[start of SELECTED PASSAGE]
Notice the fmap to in query, it is isolated in an IntMap.map, and therefore I expect the whole Rep a structure not to be eliminated by inlining and to remain in the final program.

To optimise these instances, I defined a helper class Ctor and the following instances. I think it might be overcomplicated for the purpose, and it might not work as I expected, but if my reasoning is correct, the following definition flattens the binary tree of (:*:) into a flat list, and performs a left fold, starting with the neutral element All (const ctor) (like the pure f in pure f <*> mx_1 <*> ... <*> mx_n).
[end of SELECTED PASSAGE]
Carry on with the passage about flattening the (:*:) tree with the Ctor helper class, starting right after its last sentence. The data that follows comes from a separate source.
[start of RECORD EXCERPTS]
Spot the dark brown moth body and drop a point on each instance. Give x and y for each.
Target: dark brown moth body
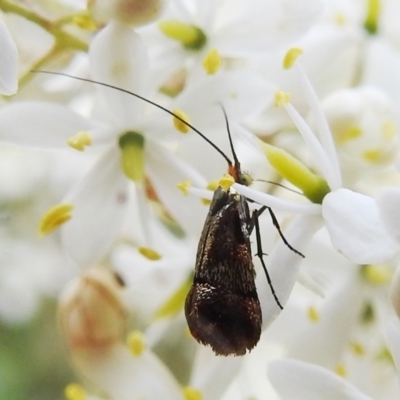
(222, 307)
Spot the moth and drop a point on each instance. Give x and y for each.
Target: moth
(222, 307)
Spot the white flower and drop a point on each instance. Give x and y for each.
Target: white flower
(8, 62)
(296, 380)
(232, 28)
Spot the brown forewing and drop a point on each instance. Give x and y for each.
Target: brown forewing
(222, 307)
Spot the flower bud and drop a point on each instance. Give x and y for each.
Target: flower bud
(91, 313)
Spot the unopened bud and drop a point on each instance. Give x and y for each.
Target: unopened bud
(91, 313)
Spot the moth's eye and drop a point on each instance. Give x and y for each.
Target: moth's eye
(246, 179)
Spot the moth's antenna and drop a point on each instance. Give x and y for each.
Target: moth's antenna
(149, 102)
(234, 170)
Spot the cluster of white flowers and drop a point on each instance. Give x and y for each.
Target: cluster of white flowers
(103, 195)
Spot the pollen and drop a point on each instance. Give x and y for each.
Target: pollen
(54, 218)
(136, 343)
(191, 37)
(351, 133)
(75, 392)
(212, 62)
(132, 155)
(281, 98)
(150, 254)
(181, 126)
(313, 314)
(341, 370)
(79, 141)
(291, 57)
(372, 18)
(85, 21)
(377, 274)
(184, 187)
(226, 181)
(191, 393)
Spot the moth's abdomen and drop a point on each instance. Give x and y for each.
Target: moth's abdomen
(228, 322)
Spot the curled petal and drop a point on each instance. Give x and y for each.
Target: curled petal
(100, 201)
(355, 228)
(311, 382)
(388, 202)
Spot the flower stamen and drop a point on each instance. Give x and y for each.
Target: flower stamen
(54, 218)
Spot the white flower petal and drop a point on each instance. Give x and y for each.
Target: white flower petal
[end of RECORD EXCERPTS]
-- RESPONSE BELOW --
instance (Ctor a, GQuery (Rep a)) => Query (Bundle a) where
  query k = gQuery @(Rep a) (pure (ctor @a)) >>= getQueryResult >>= k . Bundle

class Ctor a where
  ctor :: PCtor (Rep a) a

-- The `ctor` function in this instance contains both the construction of `Rep a p`
-- and the conversion from `Rep a p` to `a` using `Data.Typeable.to`, so I expect
-- it to be eventually optimised down to the actual data constructor.
instance (Generic a, GCtor (Rep a)) => Ctor a where
  ctor = gCtor (to @a)

-- PCtor: constructor with a polymorphic result type `r`
type family PCtor (f :: Type -> Type) (r :: Type) :: Type where
  -- the `K1` and `M1` constructors are eliminated
  -- and the `:*:` binary constructor is flattened into a list
  PCtor U1 r = r
  PCtor (K1 i a) r = a -> r
  PCtor (f :*: g) r = PCtor f (PCtor g r)
  PCtor (M1 i c f) r = PCtor f r
  -- e.g., for pair `(a, b)`, `f = K1 i a :*: K1 i b` (ignoring all the `M1`)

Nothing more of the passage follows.